### Document text
2.2. Hesitant Fuzzy Linguistic Term Set

Let $S=\{s_0,\dots ,s_g\}$ be a linguistic term set with odd cardinality. Rodríguez et al. [5] proposed the concept of the HFLTS as an ordered finite subset of the consecutive linguistic terms of $S$. The HFLTS allows the DMs to use several possible linguistic terms to elicit uncertain decision information. Later, Liao et al. [6] redefined the HFLTS mathematically below:

Definition 1 [6].

Let $x\in X$ be fixed and $S=\left\{s_t\right|t=-\tau ,\dots ,-1,0,1,\dots ,\tau \}$ be a linguistic term set. A HFLTS, $H_S$, is in mathematical term of

$$H_S=\{<x,h_S\left(x\right)>|x\in X\}$$

(3)

where $h_S\left(x\right)$ denotes the possible degrees of the linguistic variable $x$ to the linguistic term set $S$. For convenience, $h_S\left(x\right)$ is called hesitant fuzzy linguistic element (HFLE).

2.3. Cumulative Prospect Theory Value Function

Kahneman and Tversky [15] proposed the prospect theory, which can reflect the DMs’ sensitivity towards the gains and losses. Afterwards, the cumulative prospect theory was proposed [16], which allows the gains and losses to have different weighting functions expressed in the form of a piecewise function as:

$$V\left(x\right)=\{\begin{array}{ll}{x}^{\alpha }& x\ge 0\\ -\lambda {\left(-x\right)}^{\beta }& x<0\end{array}$$

(4)

where $\alpha \left(0\le \alpha <1\right)$ and $\beta \left(0\le \beta <1\right)$ are risk attitude coefficients related to the gains and losses, respectively. $x=0$ is the decision reference point, that is, the DMs’ psychological balance reference point. $\lambda$ is the risk aversion parameter, which means that the losses function is steeper than the gains function. Especially, $\lambda >1$ represents the losses aversion.

### Extracted information
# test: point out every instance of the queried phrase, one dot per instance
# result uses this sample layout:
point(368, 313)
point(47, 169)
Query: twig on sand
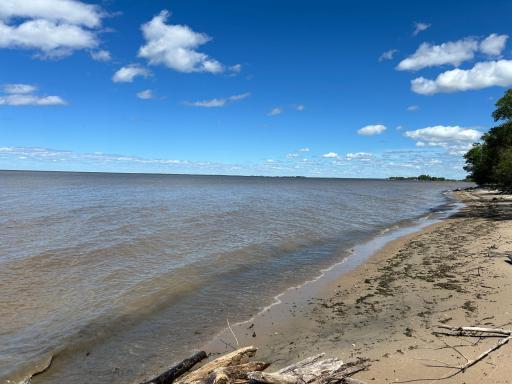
point(504, 334)
point(233, 333)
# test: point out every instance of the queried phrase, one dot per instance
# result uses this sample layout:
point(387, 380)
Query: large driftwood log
point(202, 374)
point(178, 370)
point(312, 370)
point(234, 368)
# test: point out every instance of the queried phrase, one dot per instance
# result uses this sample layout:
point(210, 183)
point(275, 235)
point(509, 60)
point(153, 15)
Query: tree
point(504, 170)
point(490, 161)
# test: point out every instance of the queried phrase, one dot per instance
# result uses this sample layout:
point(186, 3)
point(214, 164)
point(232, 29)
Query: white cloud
point(19, 88)
point(130, 72)
point(452, 138)
point(54, 27)
point(67, 11)
point(275, 111)
point(147, 94)
point(453, 52)
point(388, 55)
point(175, 46)
point(363, 156)
point(54, 40)
point(101, 55)
point(23, 94)
point(420, 27)
point(493, 44)
point(218, 102)
point(482, 75)
point(237, 68)
point(20, 100)
point(370, 130)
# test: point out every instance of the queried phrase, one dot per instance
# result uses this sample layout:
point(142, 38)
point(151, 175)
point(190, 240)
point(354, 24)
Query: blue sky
point(324, 88)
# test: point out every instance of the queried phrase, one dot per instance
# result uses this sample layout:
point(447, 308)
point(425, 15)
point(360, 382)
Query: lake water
point(119, 275)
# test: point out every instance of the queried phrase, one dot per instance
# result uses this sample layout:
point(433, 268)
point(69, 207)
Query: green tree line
point(489, 162)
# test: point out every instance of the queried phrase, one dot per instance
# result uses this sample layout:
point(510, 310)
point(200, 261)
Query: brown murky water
point(117, 275)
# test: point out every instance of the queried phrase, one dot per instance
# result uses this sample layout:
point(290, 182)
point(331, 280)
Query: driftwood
point(178, 370)
point(312, 370)
point(235, 368)
point(505, 336)
point(201, 375)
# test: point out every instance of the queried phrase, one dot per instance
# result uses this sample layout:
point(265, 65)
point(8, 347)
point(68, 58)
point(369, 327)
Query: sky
point(250, 87)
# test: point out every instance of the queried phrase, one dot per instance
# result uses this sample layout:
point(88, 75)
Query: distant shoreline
point(451, 272)
point(391, 178)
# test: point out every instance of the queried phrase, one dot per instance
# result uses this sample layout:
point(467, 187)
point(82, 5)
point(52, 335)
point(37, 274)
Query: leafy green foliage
point(490, 162)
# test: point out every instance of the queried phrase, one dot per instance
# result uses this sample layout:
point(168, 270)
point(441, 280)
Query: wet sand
point(452, 272)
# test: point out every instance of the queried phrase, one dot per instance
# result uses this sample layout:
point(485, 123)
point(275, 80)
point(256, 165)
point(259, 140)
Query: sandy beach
point(453, 273)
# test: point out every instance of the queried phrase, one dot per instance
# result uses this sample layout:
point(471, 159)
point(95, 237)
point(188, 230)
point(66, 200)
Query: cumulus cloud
point(237, 68)
point(275, 111)
point(493, 44)
point(175, 46)
point(420, 27)
point(23, 95)
point(370, 130)
point(388, 55)
point(68, 11)
point(363, 156)
point(101, 55)
point(482, 75)
point(56, 28)
point(128, 73)
point(453, 52)
point(19, 88)
point(218, 102)
point(427, 55)
point(452, 138)
point(147, 94)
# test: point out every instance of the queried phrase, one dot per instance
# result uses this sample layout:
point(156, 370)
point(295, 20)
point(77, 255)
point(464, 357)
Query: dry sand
point(453, 273)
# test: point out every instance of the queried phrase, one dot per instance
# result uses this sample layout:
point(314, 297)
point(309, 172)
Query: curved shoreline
point(300, 294)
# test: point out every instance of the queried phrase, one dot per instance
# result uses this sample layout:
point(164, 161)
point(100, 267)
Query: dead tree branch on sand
point(505, 336)
point(235, 368)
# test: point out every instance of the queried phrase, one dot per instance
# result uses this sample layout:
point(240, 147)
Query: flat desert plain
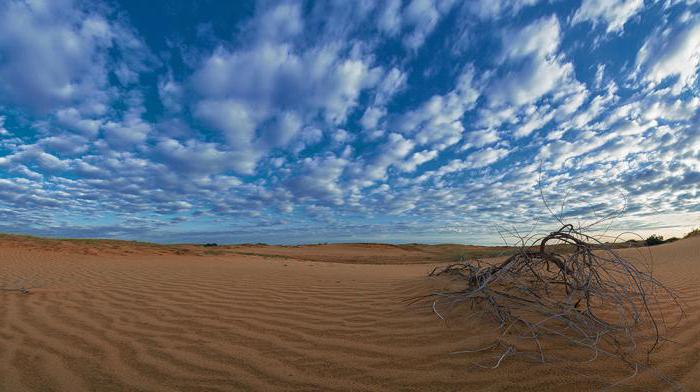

### Prompt A
Summarize the excerpt on fuzzy linguistic terms and prospect theory in two sentences.
### Prompt B
Output the excerpt on fuzzy linguistic terms and prospect theory from "Kahneman and Tversky" to "the losses aversion.", keeping every word unchanged.
Draw only on the excerpt itself, not on the lines.

### Exercise answer A
The excerpt presents the hesitant fuzzy linguistic term set, which Rodríguez et al. proposed as an ordered finite subset of consecutive linguistic terms that lets DMs use several possible terms to elicit uncertain decision information, and which Liao et al. later redefined mathematically. It then gives the cumulative prospect theory value function as a piecewise function with separate risk attitude coefficients for gains and losses, a decision reference point at $x=0$, and a risk aversion parameter $\lambda$, where $\lambda >1$ represents aversion to losses.

### Exercise answer B
Kahneman and Tversky [15] proposed the prospect theory, which can reflect the DMs’ sensitivity towards the gains and losses. Afterwards, the cumulative prospect theory was proposed [16], which allows the gains and losses to have different weighting functions expressed in the form of a piecewise function as:

$$V\left(x\right)=\{\begin{array}{ll}{x}^{\alpha }& x\ge 0\\ -\lambda {\left(-x\right)}^{\beta }& x<0\end{array}$$

(4)

where $\alpha \left(0\le \alpha <1\right)$ and $\beta \left(0\le \beta <1\right)$ are risk attitude coefficients related to the gains and losses, respectively. $x=0$ is the decision reference point, that is, the DMs’ psychological balance reference point. $\lambda$ is the risk aversion parameter, which means that the losses function is steeper than the gains function. Especially, $\lambda >1$ represents the losses aversion.